------ INPUT

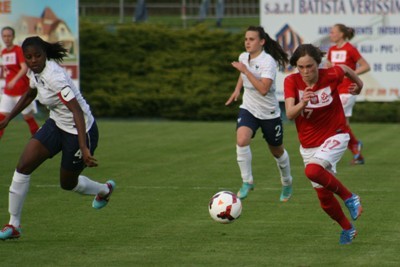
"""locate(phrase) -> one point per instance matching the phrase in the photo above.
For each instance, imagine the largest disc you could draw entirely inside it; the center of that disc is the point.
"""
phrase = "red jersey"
(347, 55)
(323, 116)
(12, 60)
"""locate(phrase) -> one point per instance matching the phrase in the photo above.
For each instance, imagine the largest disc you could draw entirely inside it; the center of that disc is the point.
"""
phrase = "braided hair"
(54, 51)
(271, 46)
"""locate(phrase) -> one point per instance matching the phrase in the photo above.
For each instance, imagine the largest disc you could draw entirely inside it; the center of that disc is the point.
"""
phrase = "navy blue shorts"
(56, 140)
(272, 129)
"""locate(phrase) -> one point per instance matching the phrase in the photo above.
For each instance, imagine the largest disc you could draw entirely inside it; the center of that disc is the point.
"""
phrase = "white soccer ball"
(225, 207)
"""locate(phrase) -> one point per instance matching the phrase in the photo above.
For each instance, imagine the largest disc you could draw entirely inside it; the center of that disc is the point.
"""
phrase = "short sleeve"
(289, 87)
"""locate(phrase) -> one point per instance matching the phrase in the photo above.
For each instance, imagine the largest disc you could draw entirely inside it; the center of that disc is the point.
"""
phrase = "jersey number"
(306, 113)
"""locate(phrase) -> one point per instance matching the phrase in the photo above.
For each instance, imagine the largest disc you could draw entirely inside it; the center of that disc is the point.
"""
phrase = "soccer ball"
(225, 207)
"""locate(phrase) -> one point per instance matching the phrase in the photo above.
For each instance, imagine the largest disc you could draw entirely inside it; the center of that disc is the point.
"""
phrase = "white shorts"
(348, 101)
(328, 154)
(7, 103)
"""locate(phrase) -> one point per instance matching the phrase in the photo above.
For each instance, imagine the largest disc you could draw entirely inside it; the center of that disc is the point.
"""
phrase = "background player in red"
(312, 100)
(345, 53)
(16, 81)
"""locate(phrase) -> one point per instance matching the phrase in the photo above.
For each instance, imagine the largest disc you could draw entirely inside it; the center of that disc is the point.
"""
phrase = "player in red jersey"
(345, 53)
(16, 81)
(312, 100)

------------

REQUIREMENTS:
Retype all of the entries exactly as written, leaving out any images.

FULL OUTPUT:
"""locate(phrase) -> one point per instance matching the phrase in the photo above.
For each instance, imagine the largest disc you could draw entirely inside it; the center of that disc is the point.
"""
phrase = "red jersey"
(347, 55)
(323, 116)
(12, 60)
"""locate(phrase) -> one point per instance matching the phrase in the photo above.
For each instance, imagine the largest disc you could draw entirely inside it; the center of that disc is the point.
"""
phrase = "braided hair"
(54, 51)
(271, 46)
"""locate(phrase) -> one point per instance matching the phrase in the photo above.
For each instance, imagine the largest disc you could draw entirely inside it; the center of that disc is the point.
"""
phrase = "navy blue shorts"
(56, 140)
(272, 129)
"""locate(phrase) -> one point per instance matching the phrase in the photo above.
For each instance, imagine the largest disc you could draw entirely inside it; the center of that disc is the point.
"""
phrase = "white soccer ball"
(225, 207)
"""locate(phrase) -> one point per instance matching the phrase in the photo above.
For each instance, imagine the largest disc you could draw entirely inside it; the center of that disc is the point.
"""
phrase = "short sleeve"
(289, 87)
"""locate(phrase) -> one point per instance matching the phrase in the photo above.
For each instance, imagine the largest disc you could draw entirely inside it; the center of that disc is the point.
"""
phrase = "jersey number"
(306, 113)
"""locate(phrase) -> one point per instance matching the phrase in the photo above.
For each instance, imagine the largest disc you could draw entirely inside it; the center of that disc is the point.
"""
phrase = "soccer ball"
(225, 207)
"""locate(phrase) -> one point per instance matching the phrase in the photo above.
For each instance, imagine the largest disc you could draw entirely inside it; the center of that disc is the point.
"""
phrase = "white shorts"
(348, 101)
(328, 154)
(7, 103)
"""locate(phrase) -> one point per instance matching the phrase in the photo above.
For each instance, imagine the largest disc you could draw entirely inside it; the center of that disc is the point.
"""
phrase = "background player in red"
(312, 100)
(345, 53)
(16, 81)
"""locate(phrase) -> one point per instance matching the phrase in the photo above.
For each instance, imagine the largest disc you could draw entirely inside it; the center of that disc is the point.
"""
phrase = "player in red jersey"
(345, 53)
(16, 81)
(312, 100)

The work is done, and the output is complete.